◆ **Provided text**:
****************************************
The good news is that our atmosphere is mostly nitrogen. So this most precious of elements is also superabundant. The bad news is that only a few organisms on earth have learned the trick of taking gaseous nitrogen out of the air and incorporating it into their proteins. Part of the problem is that nitrogen in the air travels in pairs of atoms, and that they are extremely content in such a configuration. So content that there are no electrons hanging off for organisms to grab onto. This is why we fertilize our fields with things like ammonia. In ammonia nitrogen is in a form that is much more willing to part company with its neighbors and make up part of a new alliance, a protein in the body.
Taking nitrogen out of the air, then, is a very neat trick. It is known as nitrogen fixation, and only a few kinds of organisms can do it. All of them are very tiny. Modern phylogenetic classifications recognize them as belonging to two different kingdoms, the Bacteria and Archaea. What they all have in common is that they are prokaryotes, single-celled organisms that lack a nucleus. They are, to most of us who like trees and birds and things we can actually see, terribly boring. If you can get ahold of a microscope and get a look at one, you will see nothing but a small round or rod-shaped blob. Boring.
But what they lack in looks they make up for with their metabolic miracles, and nitrogen fixation is surely an example. So impressive is it that many larger and more charismatic organisms have found ways to set up house together with nitrogen fixing bacteria. The legumes are the most famous ones. Nitrogen fixing bacteria live in nodules on legume roots, almost certainly why legumes do so well even on marginal soils. Other plants also associate with nitrogen-fixing bacteria of various types. The photo below is from a Mexican cycad in the genus Zamia. Cycads have strange roots that grow upward out of the soil rather than down, known as "coraline roots" for their coral-like appearance. These roots are hollow and are home to photosynthetic nitrogen fixing blue-green algae (cyanobacteria). The roots grow out of the soil because the cyanobacteria need light to photosynthesize.
****************************************
◆ **Provided information**:
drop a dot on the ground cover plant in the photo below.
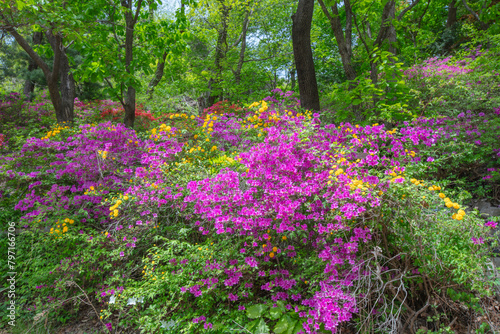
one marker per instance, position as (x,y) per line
(256,218)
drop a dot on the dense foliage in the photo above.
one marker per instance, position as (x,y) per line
(223,206)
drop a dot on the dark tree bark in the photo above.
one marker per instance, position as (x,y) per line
(130,20)
(301,40)
(52,76)
(452,14)
(67,86)
(29,85)
(220,53)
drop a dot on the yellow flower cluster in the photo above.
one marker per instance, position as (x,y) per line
(61,228)
(449,204)
(410,153)
(114,212)
(162,128)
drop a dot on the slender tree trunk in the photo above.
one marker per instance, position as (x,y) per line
(60,82)
(237,73)
(67,87)
(344,43)
(51,75)
(130,20)
(29,85)
(160,68)
(452,14)
(220,53)
(301,40)
(391,30)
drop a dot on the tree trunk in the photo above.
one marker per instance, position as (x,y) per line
(391,30)
(160,68)
(130,20)
(220,53)
(67,87)
(237,73)
(29,85)
(301,40)
(344,43)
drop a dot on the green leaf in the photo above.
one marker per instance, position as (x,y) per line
(256,311)
(282,324)
(275,313)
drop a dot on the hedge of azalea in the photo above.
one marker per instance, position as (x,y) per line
(255,218)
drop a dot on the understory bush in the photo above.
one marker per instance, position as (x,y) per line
(257,219)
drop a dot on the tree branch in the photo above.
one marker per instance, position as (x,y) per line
(29,50)
(413,4)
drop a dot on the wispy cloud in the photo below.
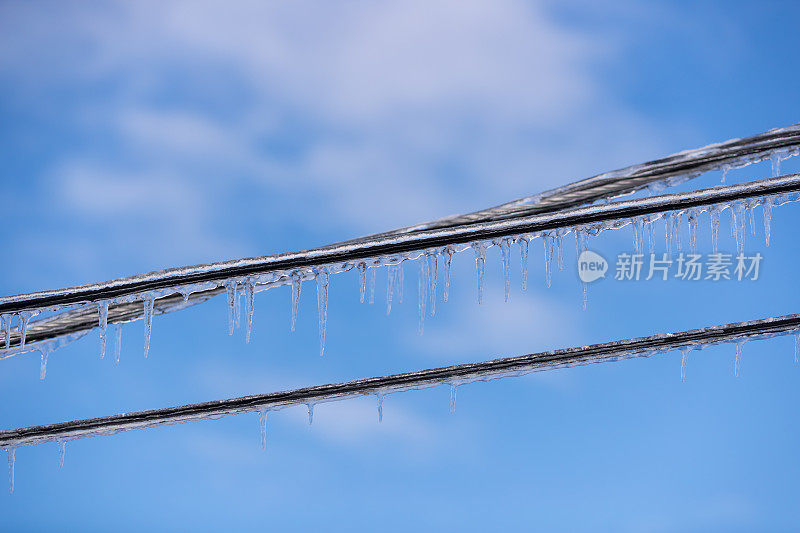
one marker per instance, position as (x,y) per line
(364,116)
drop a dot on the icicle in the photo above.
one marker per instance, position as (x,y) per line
(423,289)
(775,159)
(448,258)
(637,235)
(400,282)
(10,453)
(24,318)
(505,255)
(390,275)
(796,344)
(5,321)
(250,303)
(713,212)
(262,426)
(750,210)
(684,360)
(480,262)
(585,295)
(651,235)
(148,320)
(296,282)
(231,292)
(766,207)
(668,225)
(371,286)
(362,278)
(62,451)
(523,255)
(433,272)
(693,231)
(738,361)
(45,350)
(560,248)
(102,310)
(322,306)
(740,222)
(118,342)
(547,242)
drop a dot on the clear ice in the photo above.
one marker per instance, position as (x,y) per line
(766,206)
(296,282)
(505,255)
(738,361)
(148,320)
(423,289)
(231,291)
(117,342)
(714,215)
(448,258)
(547,242)
(322,306)
(523,255)
(102,310)
(250,296)
(480,264)
(362,279)
(371,286)
(684,359)
(433,272)
(10,453)
(5,321)
(262,425)
(62,451)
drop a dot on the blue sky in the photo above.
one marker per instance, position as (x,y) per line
(139,136)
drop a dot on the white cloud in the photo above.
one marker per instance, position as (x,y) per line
(396,112)
(498,329)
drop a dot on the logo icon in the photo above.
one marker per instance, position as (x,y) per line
(591,266)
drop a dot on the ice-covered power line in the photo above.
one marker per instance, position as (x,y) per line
(176,289)
(452,376)
(776,144)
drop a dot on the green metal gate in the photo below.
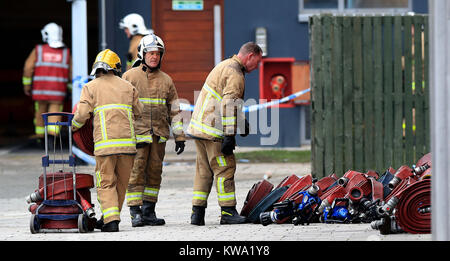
****************************************
◆ **List of tasks**:
1. Write out the part of the nitrogen fixation passage that opens with the words containing "The good news" and closes with "in the body.".
2. Continue the passage about nitrogen fixation from the point where it stops.
The lines are unrelated to the passage about nitrogen fixation and stand apart from it.

◆ **Expected outputs**:
1.
The good news is that our atmosphere is mostly nitrogen. So this most precious of elements is also superabundant. The bad news is that only a few organisms on earth have learned the trick of taking gaseous nitrogen out of the air and incorporating it into their proteins. Part of the problem is that nitrogen in the air travels in pairs of atoms, and that they are extremely content in such a configuration. So content that there are no electrons hanging off for organisms to grab onto. This is why we fertilize our fields with things like ammonia. In ammonia nitrogen is in a form that is much more willing to part company with its neighbors and make up part of a new alliance, a protein in the body.

2.
But I think that associating Moringa with nitrogen fixation also probably comes from the long tradition of mistaking Moringa for a legume. You may be forgiven for taking a Moringa for a legume. You would be in good company: Linnaeus thought that Moringa oleifera was a legume when he first described the plant (see my post on how Moringa oleifera got its name). For starters, most Moringa species have big pinnate leaves, just like most legumes. Second, Moringa flowers look very much like pea flowers, with a "banner" and a "keel." Third, the fruit in Moringa looks a little like the long pods of many legumes (though Moringa pods open up into three rather than two valves when they shed their seeds). I suspect that a lot of folks associate these general similarities with legumes, and therefore make the link that Moringa species might be nitrogen fixers.